DOCUMENT EXCERPT
Wednesday, 5 November 2014

2 Years Wedding Anniversary

Maybe it's just me or maybe it's just the passage of age. I find that the older I get, the less obsessed I am about the passing of time. When I was younger, I kept meticulous tabs on "anniversaries". 1 week, 1 month, so on & so forth. I was even so throughout my 1st marriage. I used to be able to tell you the date we met, the date we officially started dating, the wedding date & year (with my ex). Of course, by now I no longer commit them to memory & neither do I want to.

What surprises me is my lack of memory with hubs (the current 1). Of course, I remember that 29th Nov was when we started dating. (I've always said it's the 28th but he insisted it's the 29th coz it was past midnight & I concur.) 5th Nov is our wedding anniversary aka solemnisation date, a 吉日 based on our 八字. 26th March the following year was our wedding banquet & we flew off to Melbourne for our self drive honeymoon on the 28th.

Just a few days ago, I was struggling to remember which anniversary it is. Is it the 1st or the 2nd? (Answer is 2nd.) How many years have we been a couple? I have no idea. I think it's 5. (I confirmed with hubs. It was 2009 so it's 5 years.) He wasn't insulted that I couldn't remember. Well, he always forgets his age & confuses me all the time. 彼此彼此吧。

How is it that something that used to be so important is now longer held in the highest esteem anymore? I don't think it's age. I see friends on FB wishing their partner happy monthisaries (yeah, they celebrate anniversary by the month) & they're of the same age. Only difference is that these people are in their 1st serious relationship (by serious I mean dating to marry). Perhaps it's the loss of romanticism & naivety in me.

INFORMATION SHOWN
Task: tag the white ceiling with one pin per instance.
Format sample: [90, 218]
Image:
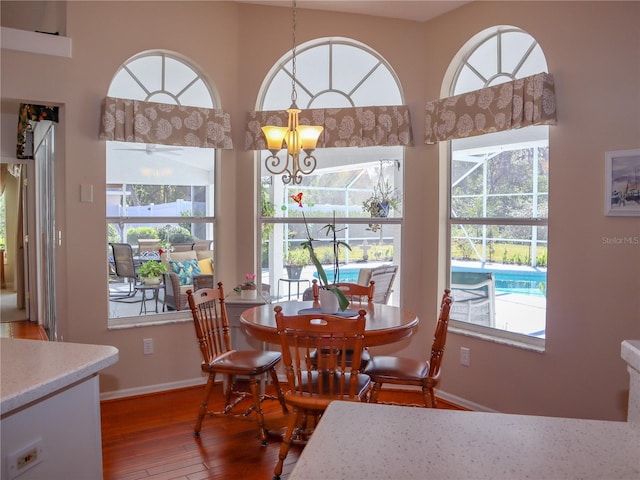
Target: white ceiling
[420, 10]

INSTRUCTION A
In the anniversary blog post, list each event from the couple's history that the paragraph beginning "What surprises me" gives a specific date for, along with that date.
INSTRUCTION B
Rewrite the anniversary blog post from "Maybe it's just me" up to and including "do I want to.", replacing "meticulous" with "careful".

CORRECT ANSWER A
- Started dating: 29th Nov
- Wedding anniversary (solemnisation date): 5th Nov
- Wedding banquet: 26th March the following year
- Flew off to Melbourne for the self-drive honeymoon: the 28th

CORRECT ANSWER B
Maybe it's just me or maybe it's just the passage of age. I find that the older I get, the less obsessed I am about the passing of time. When I was younger, I kept careful tabs on "anniversaries". 1 week, 1 month, so on & so forth. I was even so throughout my 1st marriage. I used to be able to tell you the date we met, the date we officially started dating, the wedding date & year (with my ex). Of course, by now I no longer commit them to memory & neither do I want to.